**VORLIEGENDER TEXT**
Der Fall der mitten in der Nacht aus der Mainzer Uniklinik zur Abschiebung abgeholten Iranerin wirft hohe Wellen. Am Freitag war durch einen Offenen Brief von zwölf Flüchtlings- und Sozialorganisationen der Fall bekannt geworden, nach dem eine schwangere Iranerin trotz Diabetes-Erkrankung in der Nacht zum 18. Oktober aus der Mainzer Universitätsmedizin abgeholt und zum Abschiebeflugzeug nach Hannover gebracht wurde. Nun kommen neue Details ans Licht: Nachdem die Abschiebung scheiterte, wurde die junge Frau samt einjährigem Sohn am Bahnhof in Hannover ausgesetzt, das Geld reichte nicht einmal für die Rückreise. Die Uniklinik betont unterdessen, sie habe der Frau keine Reisefähigkeit attestiert, die Kreisverwaltung Mainz-Bingen widersprach. Am Montag lud sie zum Erklärungstermin nach Ingelheim.
Bernd Misskampf, Leiter der Ausländerbehörde Ingelheim, verteidigte am Montag das Vorgehen der Behörden: Die Iranerin sei im Mai gemeinsam mit ihrem Ehemann und dem heute anderthalb Jahre alten Sohn aus Kroatien nach Deutschland gekommen. Weil die Familie aber schon in Kroatien einen Asylantrag gestellt hatte, habe hier die Dublin-Regel gegriffen, nach der das Land des ersten Kontakts zuständig sei. Im Sommer sei deshalb ihr Asylantrag in Deutschland abgelehnt worden, ebenso zwei Eilrechtsanträge vor Gericht, der letzte am 12. Oktober 2018. Daraufhin wurde die Abschiebung angesetzt, ein erster Versuch im September sei wegen Widerstands der Familie fehlgeschlagen, berichtete Misskampf.
Die zweite Abschiebung wurde für den 18. Oktober angesetzt, das sei der Frau sogar entgegen der Gepflogenheiten zuvor angekündigt, schriftlich und mit Übersetzung, betonte Misskampf. Am 17. Oktober habe die Behörde dann aber einen Anruf der Aufnahmeeinrichtung Ingelheim bekommen: die Frau sei weg, in eine Klinik, das Kind habe sie einer Bekannten übergeben. Die Ausländerbehörde machte die Frau schnell in der Mainzer Uniklinik ausfindig: dort war sie wegen ihrer Diabeteserkrankung aufgenommen worden, die Erkrankung macht i9hre Schwangerschaft nach Aussage von Experten zu einer Risikoschwangerschaft.
„Wir hatten eine relativ hohe Blutzuckerentgleisung, die war entsprechend behandelt worden“, sagte Misskampf nun am Montag. Er habe dann telefonisch mit der behandelnden Ärztin Kontakt aufgenommen und ihr geschildert, dass eine Abschiebung anstehe und wie man die durchführen wolle. „Wir hatten Begleitung zum Flughafen mit Rettungswagen und Notarzt vorgesehen, der Notarzt war auch auf den Flug mit draufgebucht“, sagte Misskampf. Auch sei eine ordnungsgemäße Übergabe an einen Arzt in Kroatien organisiert gewesen. All das habe er der behandelnden Ärztin dargelegt, „und die Frage erörtert, ob wir von einer Reiseunfähigkeit ausgehen müssen“, sagte der Amtsleiter weiter: „Die Antwort war nicht Ja.“ Es sei nicht von einer Reiseunfähigkeit auszugehen, habe die Ärztin gesagt, versicherte Misskampf auf Nachfrage.

**AUFGABEN ZUR ÜBUNG**
[A] Nennen Sie alle Städte, die im Artikel über die Abschiebung der Iranerin vorkommen.
[B] Setzen Sie den Artikel über die Abschiebung der Iranerin nach seinem letzten Satz fort.

(Gespeicherte Einträge)
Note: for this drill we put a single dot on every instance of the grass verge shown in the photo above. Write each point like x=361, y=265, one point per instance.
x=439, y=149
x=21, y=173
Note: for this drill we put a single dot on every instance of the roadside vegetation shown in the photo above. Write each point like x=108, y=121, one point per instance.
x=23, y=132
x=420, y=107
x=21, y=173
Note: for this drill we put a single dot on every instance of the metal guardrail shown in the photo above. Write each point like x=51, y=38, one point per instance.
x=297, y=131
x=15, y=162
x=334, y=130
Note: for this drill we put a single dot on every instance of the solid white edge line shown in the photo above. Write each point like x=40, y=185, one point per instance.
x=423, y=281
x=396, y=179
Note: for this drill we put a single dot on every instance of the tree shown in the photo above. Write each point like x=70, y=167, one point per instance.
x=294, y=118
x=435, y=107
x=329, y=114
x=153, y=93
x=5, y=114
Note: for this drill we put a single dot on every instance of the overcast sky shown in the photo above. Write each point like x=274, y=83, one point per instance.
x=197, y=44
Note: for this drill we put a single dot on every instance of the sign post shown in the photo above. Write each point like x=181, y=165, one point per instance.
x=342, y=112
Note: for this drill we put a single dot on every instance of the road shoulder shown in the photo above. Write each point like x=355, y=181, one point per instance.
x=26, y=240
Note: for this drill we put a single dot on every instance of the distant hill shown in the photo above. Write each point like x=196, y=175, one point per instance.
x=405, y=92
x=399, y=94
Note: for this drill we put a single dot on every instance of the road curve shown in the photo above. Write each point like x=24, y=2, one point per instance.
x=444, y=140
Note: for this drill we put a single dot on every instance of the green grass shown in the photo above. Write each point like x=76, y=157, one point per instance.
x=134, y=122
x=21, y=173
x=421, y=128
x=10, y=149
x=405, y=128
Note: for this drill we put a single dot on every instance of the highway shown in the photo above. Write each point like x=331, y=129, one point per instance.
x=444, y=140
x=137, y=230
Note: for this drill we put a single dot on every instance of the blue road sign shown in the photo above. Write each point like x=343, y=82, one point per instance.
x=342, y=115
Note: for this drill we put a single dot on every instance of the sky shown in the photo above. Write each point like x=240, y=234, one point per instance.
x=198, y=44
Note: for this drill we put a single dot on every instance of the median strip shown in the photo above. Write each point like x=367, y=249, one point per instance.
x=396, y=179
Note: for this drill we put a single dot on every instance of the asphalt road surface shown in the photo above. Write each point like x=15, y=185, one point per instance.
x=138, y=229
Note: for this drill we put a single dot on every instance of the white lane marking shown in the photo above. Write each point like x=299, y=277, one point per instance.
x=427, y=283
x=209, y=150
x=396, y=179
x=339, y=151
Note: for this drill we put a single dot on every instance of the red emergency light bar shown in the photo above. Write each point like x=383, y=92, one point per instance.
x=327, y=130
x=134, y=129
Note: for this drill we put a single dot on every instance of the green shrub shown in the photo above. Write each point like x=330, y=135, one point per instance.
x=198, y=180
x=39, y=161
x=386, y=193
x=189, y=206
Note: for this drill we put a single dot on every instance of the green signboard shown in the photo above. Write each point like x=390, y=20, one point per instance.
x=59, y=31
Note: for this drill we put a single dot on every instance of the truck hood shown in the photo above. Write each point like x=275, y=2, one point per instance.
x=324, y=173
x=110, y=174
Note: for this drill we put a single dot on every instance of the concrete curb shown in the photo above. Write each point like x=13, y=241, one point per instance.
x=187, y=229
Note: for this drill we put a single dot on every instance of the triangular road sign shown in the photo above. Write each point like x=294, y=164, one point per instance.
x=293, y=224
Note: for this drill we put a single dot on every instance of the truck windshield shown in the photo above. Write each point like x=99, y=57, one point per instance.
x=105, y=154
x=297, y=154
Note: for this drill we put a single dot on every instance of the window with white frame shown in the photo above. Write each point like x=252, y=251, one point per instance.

**IHRE ANTWORTEN**
[A] Mainz, Hannover, Ingelheim

[B]
Im Mainzer Universitätsklinikum bestreitet man das: „Reisefähigkeit wurde weder von den Behörden erfragt, noch von der Universitätsmedizin erteilt“, betont der Leiter der Mainzer Uniklinik, Norbert Pfeiffer. Gegenüber den Behörden sei seitens der Universitätsmedizin keine Reisefähigkeit attestiert worden – denn Reisefähigkeit bedeute, dass eine Person ohne wesentliche Einschränkung reisen könne. „Dies war bei der Patientin aufgrund ihres stationären Aufenthalts aus gesundheitlichen Gründen gerade nicht der Fall“, unterstreicht Pfeiffer. Die Klinik habe deshalb „sehr deutlich darauf hingewiesen, dass die Patientin allenfalls unter der Voraussetzung fortwährender medizinischer Betreuung transportiert werden könne.“ Diese sei der Klinik von den Behörden zugesichert worden.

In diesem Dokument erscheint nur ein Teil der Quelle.